• [Work to complete] Continue the HoTT reading-group message below on isomorphism and equality, starting after its last line.

• [Selected excerpt]
___
[HoTT-reading-group] Isomorphism's & Equality

Mon Feb 10 21:46:45 EST 2014

That's what I figured. The interesting question, is why is it provable? And
given this, it seems that univalence can not be proven within Coq (in
retrospect this makes sense) though now it is less clear to me what a
computational formulation of it will be.

On Mon, Feb 10, 2014 at 9:11 PM, Jason Gross <jasongross9 at gmail.com> wrote:

> With the univalence axiom, your goal is very easy; if you have (H : A ≃ B)
> and ua is the univalence axiom, then you have (ap P (ua H) : P A = P B)
> (and (X = Y -> X -> Y) is an easy path induction).
>
> Without univalence, it's unprovable in general.  Consider A ≡ unit,
> B ≡ unit * unit, and P x ≡ (unit = x).  Then we have unit ≃ unit * unit,
> and we have P unit (by refl), but we don't have P (unit * unit) (which is
> unit = unit * unit), unless we have univalence/propositional extensionality.
>
> However, you can prove it for almost any appropriately concrete type
> family not involving equality (or anything else where the only way to
> construct it is when things are judgmentally equal).  The benefit of having
> computational univalence is that you don't have to do so manually.
>
> -Jason
>
>
> On Mon, Feb 10, 2014 at 8:17 PM, Gregory Malecha <gmalecha at cs.harvard.edu>wrote:
>
>> Hello --
>>
>> I was thinking a little bit more about the proof today, and I'm wondering
>> if the following statement is provable:
>>
>> Goal forall (A B : Type), A \equiv B -> forall (P : Type -> Prop), P A ->
>> P B.
___
• [Stored rows]
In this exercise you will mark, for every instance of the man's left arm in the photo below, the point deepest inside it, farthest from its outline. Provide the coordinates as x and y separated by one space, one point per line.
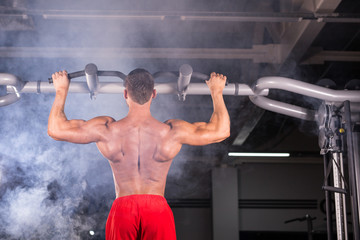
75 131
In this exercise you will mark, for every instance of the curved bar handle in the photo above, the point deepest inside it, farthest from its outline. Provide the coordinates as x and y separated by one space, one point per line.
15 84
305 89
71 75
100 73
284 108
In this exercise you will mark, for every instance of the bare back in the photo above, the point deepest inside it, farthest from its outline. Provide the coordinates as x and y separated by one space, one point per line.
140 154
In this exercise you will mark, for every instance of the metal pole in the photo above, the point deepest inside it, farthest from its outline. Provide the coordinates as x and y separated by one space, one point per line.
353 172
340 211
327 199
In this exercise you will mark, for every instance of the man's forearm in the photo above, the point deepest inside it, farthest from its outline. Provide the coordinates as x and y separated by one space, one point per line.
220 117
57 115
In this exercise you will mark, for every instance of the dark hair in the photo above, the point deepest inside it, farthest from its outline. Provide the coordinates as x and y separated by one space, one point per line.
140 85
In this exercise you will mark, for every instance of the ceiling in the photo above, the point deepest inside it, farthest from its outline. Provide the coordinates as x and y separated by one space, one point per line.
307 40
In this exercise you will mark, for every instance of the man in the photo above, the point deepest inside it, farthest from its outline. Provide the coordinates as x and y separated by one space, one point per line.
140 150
___
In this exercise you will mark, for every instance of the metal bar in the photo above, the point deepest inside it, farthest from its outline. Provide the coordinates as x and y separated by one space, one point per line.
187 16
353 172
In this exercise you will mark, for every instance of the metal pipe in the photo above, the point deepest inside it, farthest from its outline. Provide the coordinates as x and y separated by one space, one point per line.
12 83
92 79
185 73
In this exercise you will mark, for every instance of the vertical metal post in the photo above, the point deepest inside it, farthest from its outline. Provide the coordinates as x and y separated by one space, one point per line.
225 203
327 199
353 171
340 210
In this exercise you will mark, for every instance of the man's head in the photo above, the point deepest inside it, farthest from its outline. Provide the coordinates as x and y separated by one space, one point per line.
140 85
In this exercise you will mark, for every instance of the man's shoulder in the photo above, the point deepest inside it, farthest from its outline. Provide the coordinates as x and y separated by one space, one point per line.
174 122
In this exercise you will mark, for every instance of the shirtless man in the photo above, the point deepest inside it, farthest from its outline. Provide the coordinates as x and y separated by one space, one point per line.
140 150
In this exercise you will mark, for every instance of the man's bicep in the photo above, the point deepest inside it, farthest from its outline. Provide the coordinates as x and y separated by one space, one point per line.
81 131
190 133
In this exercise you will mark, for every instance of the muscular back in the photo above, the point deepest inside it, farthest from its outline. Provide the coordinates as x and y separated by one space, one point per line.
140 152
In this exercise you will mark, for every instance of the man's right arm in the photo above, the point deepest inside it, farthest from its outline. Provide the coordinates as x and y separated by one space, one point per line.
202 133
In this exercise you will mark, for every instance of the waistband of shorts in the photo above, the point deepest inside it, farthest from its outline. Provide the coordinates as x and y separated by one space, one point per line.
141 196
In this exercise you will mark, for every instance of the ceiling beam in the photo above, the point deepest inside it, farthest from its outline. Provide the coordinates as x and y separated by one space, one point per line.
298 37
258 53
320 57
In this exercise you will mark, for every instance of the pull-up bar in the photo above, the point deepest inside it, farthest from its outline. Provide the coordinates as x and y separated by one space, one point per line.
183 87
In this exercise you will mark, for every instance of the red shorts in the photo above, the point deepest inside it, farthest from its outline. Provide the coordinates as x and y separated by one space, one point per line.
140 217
___
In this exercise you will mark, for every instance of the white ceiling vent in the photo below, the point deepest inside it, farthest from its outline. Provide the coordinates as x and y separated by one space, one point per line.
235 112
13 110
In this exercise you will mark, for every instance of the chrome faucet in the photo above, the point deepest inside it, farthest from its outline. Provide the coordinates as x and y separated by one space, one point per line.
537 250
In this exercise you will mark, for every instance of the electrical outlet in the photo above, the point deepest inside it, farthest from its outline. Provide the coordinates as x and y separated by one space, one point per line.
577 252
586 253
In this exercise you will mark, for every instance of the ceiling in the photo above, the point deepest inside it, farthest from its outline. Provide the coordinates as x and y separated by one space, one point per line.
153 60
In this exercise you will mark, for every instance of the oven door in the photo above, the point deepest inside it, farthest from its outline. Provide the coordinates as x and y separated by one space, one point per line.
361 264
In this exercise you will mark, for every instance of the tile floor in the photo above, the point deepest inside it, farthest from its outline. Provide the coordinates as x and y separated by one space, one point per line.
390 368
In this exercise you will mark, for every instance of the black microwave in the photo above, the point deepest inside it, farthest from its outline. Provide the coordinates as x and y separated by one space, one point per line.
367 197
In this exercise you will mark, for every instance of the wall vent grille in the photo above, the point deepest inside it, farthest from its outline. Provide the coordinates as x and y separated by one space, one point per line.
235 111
___
• [Result]
>>
>> (here \equiv is meant to be HoTT equivalence of types)
>>
>> In particular, this gets at the idea that you can not write a proposition
>> that distinguishes two equivalent types, i.e. Type is a setoid and no
>> function in the language can distinguish equivalent values in the setoid.
>>
>> You can also make this stronger using [transport] (or whatever it is
>> called in HoTT):
>>
>> Goal forall (A B : Type) (pf : \equiv A B)
>>             (E : Type -> Type)
>>             (P : forall x, E x -> Prop),
>>        forall a : E A, P A a ->
>>                        P B (@transport A B pf E a).
>>
>> The idea here is you can get arbitrary amounts of other data associated
>> with the type (e.g. eliminators) and everything will still work. Neither of
>> these is provable in vanilla Coq, though you can prove both by giving
>> richer types for [P] that guarantee that they respect equivalence.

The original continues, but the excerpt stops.